### EXTRAIT FOURNI
Les parents de [Y] [S] étaient propriétaires d'une maison construite sur une grande parcelle de terrain, située [Adresse 3] à [Localité 7] (42).

La mère de ce dernier est décédée le 14 novembre 1986.

Par acte de cession à titre de licitation reçu devant notaire le 6 août 1988, M. [Y] [S] a reçu de son père et de ses frères et soeurs une partie du terrain, soit la parcelle actuellement cadastrée AB [Cadastre 6], sur laquelle il a fait édifier sa maison.

M. [I] [N] géomètre est intervenu en février1988.

Après le décès du père de M. [Y] [S], la maison et le reste de la parcelle qu'ils avaient conservés cadastrée AB n°[Cadastre 5], devenue propriété de l'indivision [S] a été vendue aux enchères à Mme [Z] et M. [W] [H] [U], qui ont fait procéder à une division et à un bornage réalisé par M. [D] [T], géomètre expert le 22 mars 2017, créant les parcelles AB [Cadastre 1] et AB [Cadastre 2].

Le 24 avril 2017, Mme [A] [J] a acquis de Mme [Z] et de M. [W] [H] [U] la parcelle de terrain cadastrée AB [Cadastre 2].

Les propriétés de Mme [A] [J] et de M. [Y] [S] sont contigües.

Par acte d'huissier délivré le 28 février 2018, Mme [A] [J] a fait assigner en référé M. [Y] [S] devant le tribunal d'instance de Montbrison, aux fins de désignation d'un expert en bornage. En l'absence de compétence du juge des référés en la matière, l'affaire a été renvoyée au fond et par jugement du 21 septembre 2018, en l'absence d'accord amiable, le tribunal d'instance de Montbrison a, avant dire droit, désigné M. [O], en qualité de géomètre expert.

L'expert a déposé son rapport le 26 avril 2019.

Par jugement du 15 mai 2020, le tribunal de proximité de Montbrison a réouvert les débats et étendu la mission de l'expert, en lui demandant de convoquer les autres propriétaires voisins concernés par la délimitation de la limite AK séparative des parcelles dont sont propriétaires Mme [A] [J] et M. [Y] [S].

L'expert a déposé son rapport complémentaire le 18 mai 2021.
######
### DONNÉES FOURNIES
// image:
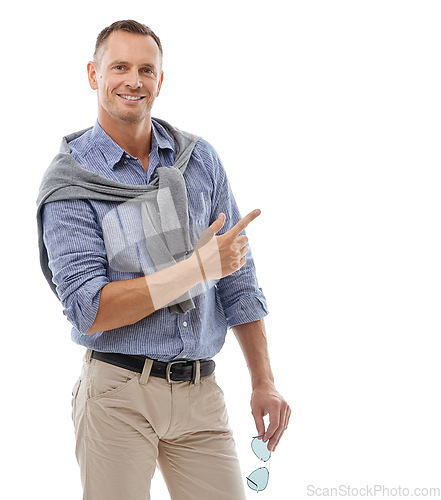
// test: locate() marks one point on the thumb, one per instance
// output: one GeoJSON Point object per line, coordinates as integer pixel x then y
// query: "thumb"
{"type": "Point", "coordinates": [260, 424]}
{"type": "Point", "coordinates": [218, 223]}
{"type": "Point", "coordinates": [211, 231]}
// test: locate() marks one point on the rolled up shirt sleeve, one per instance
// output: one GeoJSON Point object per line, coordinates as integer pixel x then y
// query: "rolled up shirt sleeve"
{"type": "Point", "coordinates": [77, 258]}
{"type": "Point", "coordinates": [241, 297]}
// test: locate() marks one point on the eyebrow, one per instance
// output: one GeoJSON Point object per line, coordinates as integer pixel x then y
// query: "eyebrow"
{"type": "Point", "coordinates": [146, 65]}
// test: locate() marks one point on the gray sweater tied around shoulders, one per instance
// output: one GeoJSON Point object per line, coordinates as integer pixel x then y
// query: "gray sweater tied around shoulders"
{"type": "Point", "coordinates": [163, 203]}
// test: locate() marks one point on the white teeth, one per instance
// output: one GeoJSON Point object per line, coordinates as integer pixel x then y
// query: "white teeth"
{"type": "Point", "coordinates": [131, 98]}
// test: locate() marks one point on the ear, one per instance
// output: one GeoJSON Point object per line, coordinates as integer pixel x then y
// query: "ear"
{"type": "Point", "coordinates": [92, 75]}
{"type": "Point", "coordinates": [160, 83]}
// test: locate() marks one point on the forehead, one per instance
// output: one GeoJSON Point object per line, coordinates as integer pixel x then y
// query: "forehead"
{"type": "Point", "coordinates": [132, 47]}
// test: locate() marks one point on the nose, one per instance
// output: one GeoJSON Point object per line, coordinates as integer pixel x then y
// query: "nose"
{"type": "Point", "coordinates": [133, 79]}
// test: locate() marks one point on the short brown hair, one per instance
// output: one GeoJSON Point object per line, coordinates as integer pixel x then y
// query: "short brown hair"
{"type": "Point", "coordinates": [129, 26]}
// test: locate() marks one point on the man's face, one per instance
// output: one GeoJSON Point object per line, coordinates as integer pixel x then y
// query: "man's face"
{"type": "Point", "coordinates": [127, 76]}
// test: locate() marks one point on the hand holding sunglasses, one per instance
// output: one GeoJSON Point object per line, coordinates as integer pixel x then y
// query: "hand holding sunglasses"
{"type": "Point", "coordinates": [258, 479]}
######
* ÉNONCÉ 1: Selon l'extrait sur le litige de bornage, à quelle date l'expert a-t-il déposé son rapport complémentaire ?
* ÉNONCÉ 2: Rédigez la suite de l'extrait sur le litige de bornage, en reprenant après sa dernière phrase.

* RÉPONSE 1: Le 18 mai 2021.

* RÉPONSE 2:
Mme [A] [J] a demandé au tribunal :

- d'homologuer les rapports d'expertise établis par M. [X] [O] géomètre expert les 26 avril 2019 et 18 mai 2021,

- d'ordonner le bornage des fonds [J] et [S] dans les conditions proposées par M. [X] [O], géomètre expert dans les rapports précités,

- de débouter M. [Y] [S] de l'ensemble de ses demandes,

- de condamner M. [Y] [S] à lui rembourser la moitié des frais de bornage avancés par elle à hauteur de 5 032,59 euros, soit la somme de 2 516,30 euros,

- d'ordonner à M. [Y] [S] de déposer à ses frais la clôture grillagée empiétant sur sa propriété, afin qu'une séparation puisse être établie entre les propriétés [J] et [S] conformément au plan de bornage établi par M. [X] [O], géomètre expert,

- de condamner M. [Y] [S] à lui payer la somme de 3 500 euros au titre de l'article 700 du code de procédure civile et aux dépens.

M. [Y] [S] a quant à lui demandé au tribunal :

à titre principal,

- de dire qu'il est fondé à se prévaloir d'une prescription acquisitive trentenaire ou abrégée,

- de dire que la pose des bornes devra s'opérer conformément à la proposition 2 du rapport d'expertise judiciaire,

à titre subsidiaire,

- de dire que la pose des bornes devra s'opérer conformément à la proposition 2 du rapport d'expertise judiciaire et de l'indemniser du coût des matériaux et du prix de la main d'oeuvre estimée à la date du remboursement,

en tout état de cause,

- de dire que Mme [A] [J] devra supporter à titre définitif les frais de bornage,

- de la condamner à lui payer la somme de 3 500 euros sur le fondement de l'article 700 du code de procédure civile, ainsi qu'aux dépens.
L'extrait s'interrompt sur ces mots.